* [TEXT TO READ]:

····················

Athens, Ga. – Zinc oxide, silicon and silver are
some of the nanoscale building blocks that might one day enable breakthrough
applications in nanoelectronics, photonics and bioengineering. Yiping Zhao and
Zhengwei Pan of the University
of Georgia Faculty of
Engineering and the Franklin College of Arts and Sciences are building
inorganic nanostructures for a diverse array of applications, from fuel cell
storage to drug delivery devices, at a molecular scale representing the most
promising frontier in scientific research today. At 1/10,000 the width of a human
hair, the nanoscale can be difficult to perceive. One question among many which
persists is what does it look like?
An exhibit at the Georgia
Center for Continuing
Education Conference Center and Hotel on March 21-31 answers this question. The
exhibit, The Art of Science:
Nanostructures Un-Structured, shows the work of Zhao and Pan with input
from artist Michael Oliveri in a collaboration that demonstrates the interdisciplinary
collaboration happening at UGA. With science, engineering and art faculty
working in proximity to each other, unlikely synergies are given voice, often
with dynamic outcomes.

····················

* [JOB 1]: Can you put everything in the records from the line containing "Tag flower cluster" down to the last line of the records, with both of those lines included, into a JSON list of strings, one string per line and no blank lines?
The records below the passage about the nanostructures exhibit have no connection to it.

····················

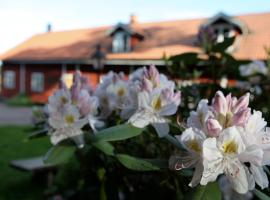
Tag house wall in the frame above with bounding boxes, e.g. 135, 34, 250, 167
1, 63, 141, 103
1, 64, 20, 97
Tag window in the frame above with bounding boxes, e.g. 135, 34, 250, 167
4, 71, 16, 89
113, 31, 130, 53
61, 73, 73, 88
213, 24, 235, 43
31, 72, 44, 92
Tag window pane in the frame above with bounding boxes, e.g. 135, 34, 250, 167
4, 71, 16, 89
31, 72, 44, 92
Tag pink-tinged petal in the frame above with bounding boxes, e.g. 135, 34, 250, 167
149, 65, 159, 83
200, 138, 224, 185
233, 93, 250, 113
213, 91, 228, 116
158, 103, 178, 116
226, 93, 233, 110
232, 108, 250, 126
206, 118, 222, 137
172, 91, 181, 105
250, 164, 269, 189
142, 78, 153, 92
225, 159, 249, 194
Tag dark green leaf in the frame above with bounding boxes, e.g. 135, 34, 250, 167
44, 145, 76, 164
94, 124, 143, 141
212, 37, 235, 53
116, 154, 164, 171
93, 141, 114, 156
253, 189, 270, 200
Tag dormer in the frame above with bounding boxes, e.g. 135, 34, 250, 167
200, 13, 248, 43
109, 16, 143, 53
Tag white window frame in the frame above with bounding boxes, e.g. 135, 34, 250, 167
112, 31, 130, 53
31, 72, 44, 92
4, 70, 16, 89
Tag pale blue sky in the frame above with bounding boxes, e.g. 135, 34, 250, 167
0, 0, 270, 53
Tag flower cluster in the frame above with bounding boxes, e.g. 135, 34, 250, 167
47, 66, 180, 146
170, 91, 270, 193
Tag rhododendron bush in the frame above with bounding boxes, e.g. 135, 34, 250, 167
29, 66, 270, 198
30, 38, 270, 199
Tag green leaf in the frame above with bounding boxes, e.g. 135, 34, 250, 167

····················

* [JOB 2]: Could you reproduce the passage about the nanostructures exhibit word for word, in full?

* [SOLUTION 1]:
[
  "Tag flower cluster in the frame above with bounding boxes, e.g. 135, 34, 250, 167",
  "47, 66, 180, 146",
  "170, 91, 270, 193",
  "Tag rhododendron bush in the frame above with bounding boxes, e.g. 135, 34, 250, 167",
  "29, 66, 270, 198",
  "30, 38, 270, 199",
  "Tag green leaf in the frame above with bounding boxes, e.g. 135, 34, 250, 167"
]

* [SOLUTION 2]:
Athens, Ga. – Zinc oxide, silicon and silver are
some of the nanoscale building blocks that might one day enable breakthrough
applications in nanoelectronics, photonics and bioengineering. Yiping Zhao and
Zhengwei Pan of the University
of Georgia Faculty of
Engineering and the Franklin College of Arts and Sciences are building
inorganic nanostructures for a diverse array of applications, from fuel cell
storage to drug delivery devices, at a molecular scale representing the most
promising frontier in scientific research today. At 1/10,000 the width of a human
hair, the nanoscale can be difficult to perceive. One question among many which
persists is what does it look like?
An exhibit at the Georgia
Center for Continuing
Education Conference Center and Hotel on March 21-31 answers this question. The
exhibit, The Art of Science:
Nanostructures Un-Structured, shows the work of Zhao and Pan with input
from artist Michael Oliveri in a collaboration that demonstrates the interdisciplinary
collaboration happening at UGA. With science, engineering and art faculty
working in proximity to each other, unlikely synergies are given voice, often
with dynamic outcomes.